## What you are asked to do
Could you please return each line of the data that has the word "ground"?

Referring expression data

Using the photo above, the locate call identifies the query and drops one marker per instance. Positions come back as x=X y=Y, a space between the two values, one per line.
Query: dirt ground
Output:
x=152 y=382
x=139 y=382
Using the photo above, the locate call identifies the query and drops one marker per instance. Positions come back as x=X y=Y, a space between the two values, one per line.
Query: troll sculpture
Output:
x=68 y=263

...

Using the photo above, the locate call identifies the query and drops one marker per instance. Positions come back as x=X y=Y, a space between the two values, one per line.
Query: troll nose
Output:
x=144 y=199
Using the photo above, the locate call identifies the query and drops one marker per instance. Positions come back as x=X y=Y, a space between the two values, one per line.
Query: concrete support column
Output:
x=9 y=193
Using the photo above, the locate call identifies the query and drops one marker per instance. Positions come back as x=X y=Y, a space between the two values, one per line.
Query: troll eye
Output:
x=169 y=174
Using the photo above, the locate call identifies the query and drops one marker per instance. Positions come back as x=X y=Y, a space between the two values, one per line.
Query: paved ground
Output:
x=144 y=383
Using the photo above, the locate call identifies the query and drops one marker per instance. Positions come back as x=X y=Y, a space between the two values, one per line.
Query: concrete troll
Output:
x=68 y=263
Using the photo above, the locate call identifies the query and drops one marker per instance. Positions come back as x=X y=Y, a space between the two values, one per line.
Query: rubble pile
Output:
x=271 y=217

## Solution
Query: dirt ground
Query: paved ground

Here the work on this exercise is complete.